M. S. Raju is an Indian film producer, director, and screenwriter who works in Telugu cinema. He is the founder and owner of the film production company Sumanth Art Productions. He won three Filmfare Awards South — becoming the first producer to receive three consecutive Filmfare Awards — for the films Okkadu (2003), Varsham (2004), and Nuvvostanante Nenoddantana (2005). He also produced the successful films Sathruvu (1991), Devi (1999), Manasantha Nuvve (2001), and Nee Sneham (2002).

==Early life==
M. S. Raju's father, Rayaparaju, owned hundreds of acres of land in erstwhile West Godavari district of Andhra Pradesh. Rayaparaju sold all of their properties there and migrated to Madras. Producer Arjuna Raju, of Roja Movies, is a cousin of his father. Inspired by him, his father became a film producer and made five to six films.

== Career ==
M. S. Raju was interested in films right from his childhood. After completing his education, he started his career in films with the help of a friend. He made a film titled Manavadostunnadu (1987) with Arjun and Sobhana in the lead roles. His father's good will helped him in getting financiers.

He established a new production company called 'Sumanth Art Productions' named after his son. The first film made on the banner was Sathruvu (1991) starring Venkatesh, Vijayashanti, and Kota Srinivasa Rao and directed by Kodi Ramakrishna. M. S. Raju himself provided the basic story idea of the film and Satyamurthy was roped in as a writer to develop the storyline. The film was also dubbed into Tamil. Sathruvu was commercially successful in both Telugu and Tamil.

His next film was Police Lock-up (1993) starring Vijayashanti in a dual role. Police Lock-up also became a big hit. The Tamil dubbed version of the film was also successful. His next film was Street Fighter starring Vijayashanti with B. Gopal as the director. Street Fighter was a box-office disaster.

His upcoming film Agadha is being directed by him. The teaser of the film was released on 7 May 2026.

= = = =

EXERCISE INSTRUCTIONS.
a) From the passage on M. S. Raju, list the films for which he won Filmfare Awards South, with their years.
b) In the rows, echo the lines beginning with the one that has "Where can the dirt patch be found here?" and stopping after the one that has "[[47, 187], [196, 240]]".
The rows that follow have no connection to the passage on M. S. Raju.

LISTING.

= = = =

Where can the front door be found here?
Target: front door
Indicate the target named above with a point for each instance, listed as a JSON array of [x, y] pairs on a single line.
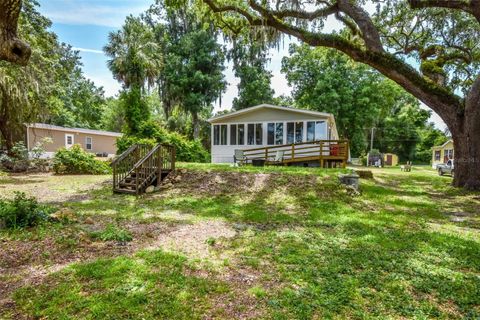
[[69, 140]]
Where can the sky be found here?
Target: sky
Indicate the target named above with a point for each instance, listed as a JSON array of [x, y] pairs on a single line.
[[85, 25]]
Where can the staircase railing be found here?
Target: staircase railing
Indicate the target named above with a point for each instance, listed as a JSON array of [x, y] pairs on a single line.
[[123, 164], [156, 162]]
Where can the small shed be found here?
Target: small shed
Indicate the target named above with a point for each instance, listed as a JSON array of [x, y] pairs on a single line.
[[390, 159]]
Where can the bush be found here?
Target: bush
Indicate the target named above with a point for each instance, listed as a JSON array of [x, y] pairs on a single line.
[[23, 212], [77, 161], [112, 233], [186, 150]]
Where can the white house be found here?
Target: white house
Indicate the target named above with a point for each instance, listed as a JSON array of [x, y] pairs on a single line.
[[267, 125]]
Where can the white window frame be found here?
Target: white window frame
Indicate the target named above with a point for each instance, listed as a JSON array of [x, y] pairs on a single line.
[[67, 135], [86, 143]]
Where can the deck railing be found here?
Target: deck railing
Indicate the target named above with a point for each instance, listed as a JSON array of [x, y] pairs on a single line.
[[305, 151], [123, 164], [142, 165]]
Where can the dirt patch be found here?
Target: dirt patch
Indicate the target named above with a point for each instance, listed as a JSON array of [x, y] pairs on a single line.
[[47, 187], [196, 240]]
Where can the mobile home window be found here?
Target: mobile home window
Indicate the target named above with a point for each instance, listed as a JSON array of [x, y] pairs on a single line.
[[279, 133], [290, 132], [220, 134], [216, 135], [233, 134], [314, 130], [271, 133], [223, 134], [250, 134], [241, 134], [88, 143], [294, 132], [259, 134]]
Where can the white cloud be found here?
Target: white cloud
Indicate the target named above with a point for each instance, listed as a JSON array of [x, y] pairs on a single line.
[[107, 13]]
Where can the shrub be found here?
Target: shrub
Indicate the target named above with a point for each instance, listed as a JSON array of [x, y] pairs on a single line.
[[112, 233], [77, 161], [187, 150], [23, 211]]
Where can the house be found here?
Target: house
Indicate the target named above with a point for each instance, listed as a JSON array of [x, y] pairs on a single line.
[[101, 143], [390, 159], [266, 128], [441, 154]]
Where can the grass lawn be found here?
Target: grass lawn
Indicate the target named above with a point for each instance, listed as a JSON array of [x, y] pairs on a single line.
[[225, 243]]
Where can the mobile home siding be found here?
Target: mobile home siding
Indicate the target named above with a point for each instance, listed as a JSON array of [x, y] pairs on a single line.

= = = =

ANSWERS FOR THIS EXERCISE.
a)
Okkadu (2003)
Varsham (2004)
Nuvvostanante Nenoddantana (2005)

b)
Where can the dirt patch be found here?
Target: dirt patch
Indicate the target named above with a point for each instance, listed as a JSON array of [x, y] pairs on a single line.
[[47, 187], [196, 240]]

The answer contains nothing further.